begin EXTRACTED RECORDS

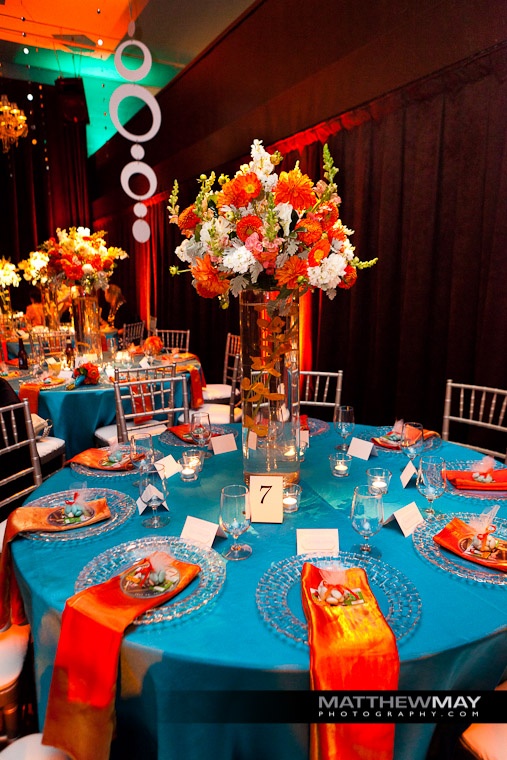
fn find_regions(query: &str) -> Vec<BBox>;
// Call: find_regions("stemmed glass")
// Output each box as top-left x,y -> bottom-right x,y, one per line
139,463 -> 169,528
400,422 -> 424,462
416,457 -> 446,515
190,412 -> 211,457
350,486 -> 384,557
333,406 -> 356,451
219,485 -> 252,559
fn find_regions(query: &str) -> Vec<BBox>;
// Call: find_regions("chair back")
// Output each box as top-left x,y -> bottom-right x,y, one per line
155,330 -> 190,353
122,321 -> 144,348
114,364 -> 189,443
0,399 -> 42,507
299,370 -> 343,410
442,380 -> 507,463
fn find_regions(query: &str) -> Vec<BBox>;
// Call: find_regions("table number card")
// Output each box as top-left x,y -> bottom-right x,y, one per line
211,433 -> 238,454
400,461 -> 417,488
250,475 -> 283,523
296,528 -> 340,557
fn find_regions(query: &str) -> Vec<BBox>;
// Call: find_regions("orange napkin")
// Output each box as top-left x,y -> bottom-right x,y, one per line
446,468 -> 507,491
302,562 -> 399,760
42,552 -> 201,760
433,517 -> 507,573
0,499 -> 111,629
67,449 -> 144,470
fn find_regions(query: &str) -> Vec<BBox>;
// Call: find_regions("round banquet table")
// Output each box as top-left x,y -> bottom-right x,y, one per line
8,426 -> 507,760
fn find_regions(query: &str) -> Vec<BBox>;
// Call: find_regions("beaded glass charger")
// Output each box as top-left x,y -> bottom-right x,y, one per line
74,536 -> 225,625
412,512 -> 507,586
70,443 -> 164,478
445,459 -> 507,501
23,488 -> 137,542
256,552 -> 421,646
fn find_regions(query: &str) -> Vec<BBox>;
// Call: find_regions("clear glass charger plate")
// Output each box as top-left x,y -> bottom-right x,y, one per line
75,536 -> 226,625
70,443 -> 164,478
159,425 -> 238,446
23,488 -> 137,542
256,552 -> 421,646
412,512 -> 507,586
445,459 -> 507,501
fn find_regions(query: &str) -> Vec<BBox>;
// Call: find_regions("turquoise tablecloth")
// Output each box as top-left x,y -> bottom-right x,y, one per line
9,431 -> 507,760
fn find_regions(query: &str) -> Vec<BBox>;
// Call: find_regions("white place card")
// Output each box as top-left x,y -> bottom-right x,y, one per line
249,475 -> 283,523
400,460 -> 417,488
211,433 -> 238,454
393,501 -> 424,538
296,528 -> 340,557
347,438 -> 373,459
180,515 -> 225,549
157,454 -> 185,478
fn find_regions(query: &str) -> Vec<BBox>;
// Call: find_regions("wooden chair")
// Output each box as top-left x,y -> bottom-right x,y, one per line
198,354 -> 242,425
299,370 -> 343,418
202,333 -> 241,402
0,399 -> 42,508
155,330 -> 190,353
442,380 -> 507,463
121,321 -> 144,348
95,364 -> 189,446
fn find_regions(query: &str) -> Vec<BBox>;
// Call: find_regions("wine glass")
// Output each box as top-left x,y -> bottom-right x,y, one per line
333,406 -> 355,451
350,486 -> 384,557
190,412 -> 211,457
219,485 -> 252,559
400,422 -> 424,462
139,462 -> 169,528
416,457 -> 446,515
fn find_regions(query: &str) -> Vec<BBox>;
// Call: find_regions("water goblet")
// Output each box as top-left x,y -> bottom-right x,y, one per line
333,406 -> 356,451
190,412 -> 211,457
139,463 -> 169,528
219,485 -> 252,560
350,486 -> 384,558
416,457 -> 446,515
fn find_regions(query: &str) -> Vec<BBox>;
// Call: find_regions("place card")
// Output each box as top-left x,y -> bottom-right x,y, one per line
249,475 -> 283,523
393,501 -> 424,538
211,433 -> 238,454
180,515 -> 226,549
347,438 -> 375,459
157,454 -> 185,478
400,460 -> 417,488
296,528 -> 339,557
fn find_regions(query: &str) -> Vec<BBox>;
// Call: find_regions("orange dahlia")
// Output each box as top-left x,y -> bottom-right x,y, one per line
275,256 -> 308,288
338,264 -> 357,290
275,166 -> 316,211
296,218 -> 322,245
236,214 -> 262,243
190,253 -> 229,298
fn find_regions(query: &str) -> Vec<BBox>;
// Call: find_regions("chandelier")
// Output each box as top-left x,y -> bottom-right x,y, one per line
0,95 -> 28,153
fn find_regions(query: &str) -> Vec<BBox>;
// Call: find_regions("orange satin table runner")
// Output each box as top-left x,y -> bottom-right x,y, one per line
445,469 -> 507,491
301,562 -> 400,760
0,499 -> 111,628
42,559 -> 201,760
433,517 -> 507,573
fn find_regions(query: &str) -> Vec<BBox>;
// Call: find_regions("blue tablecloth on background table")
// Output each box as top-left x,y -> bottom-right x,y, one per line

end EXTRACTED RECORDS

### DIRECTIONS FOR THIS TASK
Pick out each line in the rows above that contains the word "charger" and copy those lines out. Only matches with the same capitalization count.

### RESULT OF THE EXERCISE
// Call: find_regions("beaded glass charger")
// Call: find_regions("clear glass charger plate")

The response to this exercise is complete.